2/5/14

CELEBRANDO SUS OCHENTA Y SIETE, TÍO PEPE



Escribe: Rogelio Llanos


Mañana habría cumplido ochenta y siete años.

Hoy, desde muy temprano la tía Luz habría empezado los preparativos, yendo al mercadillo a comprar todo lo necesario para la fiesta que necesariamente tendría que llevarse a cabo para celebrar el cumpleaños del tío Pepe.

Cada año los previos tenían una rutina similar, y cada año la fiesta despertaba mayores expectativas y nos llenaba de una pequeña ilusión. Era una diversión sana y plena. Íbamos a festejar el cumpleaños de un hombre que empezó desde abajo y que con esfuerzo, trabajo y mucho sacrificio disponía ahora de un pequeño confort del cual nos hacía partícipes a todos los que vivíamos con él, mostrándose siempre dispuesto  a echar una mano a todos los que se acercaban a él en busca de ayuda.

DATOS DE ORIGEN »
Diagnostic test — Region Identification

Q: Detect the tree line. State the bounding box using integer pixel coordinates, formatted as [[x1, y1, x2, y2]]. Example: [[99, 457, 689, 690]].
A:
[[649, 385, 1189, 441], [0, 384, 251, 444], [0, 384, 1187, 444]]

EJERCICIO BREVE »
Responde estas preguntas sobre el texto dedicado al tío Pepe:
(a) ¿Cuántos años habría cumplido el tío Pepe mañana?
(b) ¿Adónde habría ido la tía Luz desde muy temprano, y para qué?
(c) ¿Con qué logró el tío Pepe disponer de un pequeño confort?

RESPUESTA »
(a) Ochenta y siete años.
(b) Al mercadillo, a comprar todo lo necesario para la fiesta.
(c) Con esfuerzo, trabajo y mucho sacrificio.